++++ Entries provided

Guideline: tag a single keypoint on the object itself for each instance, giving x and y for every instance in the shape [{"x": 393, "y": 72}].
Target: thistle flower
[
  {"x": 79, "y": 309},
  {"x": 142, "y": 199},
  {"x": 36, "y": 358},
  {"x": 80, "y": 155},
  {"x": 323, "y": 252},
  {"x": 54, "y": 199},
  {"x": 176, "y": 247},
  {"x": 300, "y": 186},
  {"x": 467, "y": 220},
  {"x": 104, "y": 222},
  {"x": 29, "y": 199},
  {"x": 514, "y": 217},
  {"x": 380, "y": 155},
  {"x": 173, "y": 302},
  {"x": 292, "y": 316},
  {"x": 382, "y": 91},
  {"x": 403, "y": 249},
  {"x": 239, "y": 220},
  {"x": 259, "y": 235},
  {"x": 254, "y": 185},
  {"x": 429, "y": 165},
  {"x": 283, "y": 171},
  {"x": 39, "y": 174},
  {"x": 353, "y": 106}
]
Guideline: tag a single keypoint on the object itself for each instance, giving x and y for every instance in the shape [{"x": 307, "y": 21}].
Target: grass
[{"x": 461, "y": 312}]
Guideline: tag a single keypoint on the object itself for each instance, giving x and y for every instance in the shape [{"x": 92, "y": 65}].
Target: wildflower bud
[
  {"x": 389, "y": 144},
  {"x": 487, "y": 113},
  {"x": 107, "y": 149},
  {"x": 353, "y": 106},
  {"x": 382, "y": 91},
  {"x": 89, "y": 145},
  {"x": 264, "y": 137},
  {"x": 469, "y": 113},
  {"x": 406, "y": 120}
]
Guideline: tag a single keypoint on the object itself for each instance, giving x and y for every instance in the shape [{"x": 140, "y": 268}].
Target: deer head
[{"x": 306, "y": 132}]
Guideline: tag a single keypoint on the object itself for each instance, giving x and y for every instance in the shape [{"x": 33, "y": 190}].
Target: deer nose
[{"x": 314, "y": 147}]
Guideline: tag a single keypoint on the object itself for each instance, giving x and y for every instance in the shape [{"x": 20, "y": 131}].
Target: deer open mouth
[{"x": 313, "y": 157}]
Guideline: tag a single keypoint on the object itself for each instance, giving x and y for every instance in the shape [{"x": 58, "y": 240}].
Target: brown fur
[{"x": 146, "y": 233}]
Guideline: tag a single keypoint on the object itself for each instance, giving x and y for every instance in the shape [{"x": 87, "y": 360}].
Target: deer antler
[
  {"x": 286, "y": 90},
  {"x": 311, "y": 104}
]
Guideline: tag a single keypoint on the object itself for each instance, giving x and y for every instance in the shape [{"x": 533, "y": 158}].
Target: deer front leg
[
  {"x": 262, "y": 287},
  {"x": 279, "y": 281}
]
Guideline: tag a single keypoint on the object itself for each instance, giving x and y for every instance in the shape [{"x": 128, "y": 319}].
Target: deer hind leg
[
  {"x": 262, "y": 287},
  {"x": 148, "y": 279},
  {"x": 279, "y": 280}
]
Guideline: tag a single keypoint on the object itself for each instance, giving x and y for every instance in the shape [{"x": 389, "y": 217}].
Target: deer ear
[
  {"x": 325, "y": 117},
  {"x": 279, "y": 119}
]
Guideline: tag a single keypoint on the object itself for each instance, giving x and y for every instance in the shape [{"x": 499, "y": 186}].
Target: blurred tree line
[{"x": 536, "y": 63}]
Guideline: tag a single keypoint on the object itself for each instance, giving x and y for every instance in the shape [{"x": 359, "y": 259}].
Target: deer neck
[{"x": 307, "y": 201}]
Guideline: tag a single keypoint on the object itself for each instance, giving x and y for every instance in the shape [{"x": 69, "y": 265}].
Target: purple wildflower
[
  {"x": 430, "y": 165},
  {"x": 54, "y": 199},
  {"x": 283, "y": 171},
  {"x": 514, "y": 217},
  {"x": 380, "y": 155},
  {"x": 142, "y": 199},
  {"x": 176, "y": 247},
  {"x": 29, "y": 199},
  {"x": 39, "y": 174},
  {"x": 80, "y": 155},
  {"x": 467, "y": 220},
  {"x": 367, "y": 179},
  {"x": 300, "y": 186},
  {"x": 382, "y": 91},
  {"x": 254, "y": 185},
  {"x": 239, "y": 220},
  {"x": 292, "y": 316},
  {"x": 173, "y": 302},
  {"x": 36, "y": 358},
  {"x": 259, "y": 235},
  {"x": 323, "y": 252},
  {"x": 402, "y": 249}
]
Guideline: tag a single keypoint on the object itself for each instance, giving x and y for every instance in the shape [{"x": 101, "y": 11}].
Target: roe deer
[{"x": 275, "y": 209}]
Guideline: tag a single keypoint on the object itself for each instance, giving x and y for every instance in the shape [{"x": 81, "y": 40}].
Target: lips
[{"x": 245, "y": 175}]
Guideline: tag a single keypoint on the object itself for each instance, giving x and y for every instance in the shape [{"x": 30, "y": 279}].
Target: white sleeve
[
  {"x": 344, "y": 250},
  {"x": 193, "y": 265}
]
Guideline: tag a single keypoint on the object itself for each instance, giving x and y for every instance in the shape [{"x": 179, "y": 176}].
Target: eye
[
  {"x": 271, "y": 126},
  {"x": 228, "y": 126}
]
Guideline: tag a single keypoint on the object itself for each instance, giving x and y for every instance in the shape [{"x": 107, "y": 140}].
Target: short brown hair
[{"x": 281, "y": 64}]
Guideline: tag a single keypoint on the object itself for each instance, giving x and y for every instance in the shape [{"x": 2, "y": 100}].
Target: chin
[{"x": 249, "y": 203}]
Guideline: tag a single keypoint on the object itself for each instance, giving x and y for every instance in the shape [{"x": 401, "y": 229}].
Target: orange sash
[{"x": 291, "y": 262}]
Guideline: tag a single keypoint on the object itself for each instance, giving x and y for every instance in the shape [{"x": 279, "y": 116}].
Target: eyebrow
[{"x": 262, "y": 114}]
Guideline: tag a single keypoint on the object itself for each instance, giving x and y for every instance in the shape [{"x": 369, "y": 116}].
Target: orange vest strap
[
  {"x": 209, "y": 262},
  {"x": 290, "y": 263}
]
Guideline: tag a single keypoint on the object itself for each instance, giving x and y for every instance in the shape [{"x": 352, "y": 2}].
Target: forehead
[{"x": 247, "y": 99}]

++++++++

__Required work__
Where the line containing "Target: orange vest strap" appears in the data above, begin there and reproduce every line to the end exactly; include nothing else.

__Problem solution__
Target: orange vest strap
[
  {"x": 209, "y": 262},
  {"x": 290, "y": 263}
]
Guideline: tag a single keypoint on the object itself for each instance, giving x and y for every instance in the shape [{"x": 352, "y": 2}].
Target: forehead
[{"x": 247, "y": 99}]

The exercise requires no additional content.